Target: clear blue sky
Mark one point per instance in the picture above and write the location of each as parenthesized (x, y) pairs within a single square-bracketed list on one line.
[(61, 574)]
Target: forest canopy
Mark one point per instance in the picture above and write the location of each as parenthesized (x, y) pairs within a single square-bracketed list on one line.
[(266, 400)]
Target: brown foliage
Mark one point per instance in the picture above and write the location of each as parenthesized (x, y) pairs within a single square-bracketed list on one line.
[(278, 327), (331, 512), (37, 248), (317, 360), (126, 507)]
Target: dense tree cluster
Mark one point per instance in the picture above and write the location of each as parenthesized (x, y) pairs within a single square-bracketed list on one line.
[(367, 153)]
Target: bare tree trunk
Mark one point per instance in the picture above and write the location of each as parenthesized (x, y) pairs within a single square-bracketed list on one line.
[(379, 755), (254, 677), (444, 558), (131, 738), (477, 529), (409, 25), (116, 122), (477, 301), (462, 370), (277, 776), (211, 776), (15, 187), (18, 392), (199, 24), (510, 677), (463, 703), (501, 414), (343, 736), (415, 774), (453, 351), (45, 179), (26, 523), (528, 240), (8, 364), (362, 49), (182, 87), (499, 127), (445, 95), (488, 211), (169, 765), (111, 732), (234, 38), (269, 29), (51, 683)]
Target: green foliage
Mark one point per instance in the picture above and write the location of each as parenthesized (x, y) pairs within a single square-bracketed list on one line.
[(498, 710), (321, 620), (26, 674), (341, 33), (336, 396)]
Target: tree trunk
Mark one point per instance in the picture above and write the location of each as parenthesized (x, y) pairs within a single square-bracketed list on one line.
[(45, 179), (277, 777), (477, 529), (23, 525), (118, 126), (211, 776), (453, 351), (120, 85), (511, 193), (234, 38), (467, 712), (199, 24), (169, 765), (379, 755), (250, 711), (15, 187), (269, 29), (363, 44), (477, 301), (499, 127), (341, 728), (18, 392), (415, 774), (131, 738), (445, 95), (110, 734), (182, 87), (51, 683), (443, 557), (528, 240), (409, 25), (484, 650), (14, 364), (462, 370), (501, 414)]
..........
> _The problem_: Please update the material above so that every "foliage" becomes "leaves", and keep everything else the same.

> _Answer to the exercise_:
Target: clear blue sky
Mark one point per instance in the picture above and write the location of each as parenthesized (x, y) pairs within a single square-bracketed list on one line.
[(61, 574)]
Target: forest canopy
Mark one point per instance in the picture above and write the location of each as parenthesized (x, y) pairs within a single square-bracketed list on one line.
[(266, 400)]
Target: brown leaves
Mark one point per instance in the picture above and write the location of each as parenthesized (x, y) pairs within a single square-bracketed list on one line.
[(278, 327), (331, 512), (37, 248), (317, 360), (126, 507)]
Target: dense tree cluster
Mark one point per instance in the picture above and write the location of each as parenthesized (x, y) pairs within a single square-bracketed list on one line.
[(367, 153)]
Target: bare tree trunk
Mark one point per instance in the picture above and write the location of each as parenthesized (x, y) pairs within a single square-bracketed list on one line.
[(379, 755), (254, 677), (444, 558), (131, 738), (477, 529), (409, 25), (116, 122), (477, 301), (462, 370), (277, 776), (211, 776), (15, 187), (18, 392), (199, 24), (510, 677), (463, 703), (501, 414), (343, 736), (415, 774), (453, 351), (45, 179), (26, 523), (528, 240), (8, 364), (362, 49), (182, 87), (499, 127), (445, 95), (488, 211), (169, 765), (111, 732), (234, 38), (269, 29), (51, 683)]
Target: green leaves
Mark one point per instance in the picture above and write the location of each as parenthesized (x, y) pairs within a single square-bracketed list on one line.
[(498, 710), (321, 620), (26, 674), (341, 33), (336, 396)]
Target: tree trunk
Mark one point per instance in the picture above and write the location of each as parenthesized (x, y) pairs within a single square-bracketed list on one line.
[(45, 179), (277, 777), (477, 529), (23, 525), (118, 126), (211, 776), (453, 351), (120, 85), (511, 193), (234, 38), (467, 712), (199, 24), (169, 765), (379, 755), (250, 711), (15, 187), (269, 29), (363, 44), (477, 301), (499, 127), (341, 728), (18, 392), (415, 774), (131, 738), (445, 95), (110, 734), (182, 87), (51, 683), (443, 557), (528, 240), (409, 25), (484, 650), (14, 364), (462, 370), (501, 414)]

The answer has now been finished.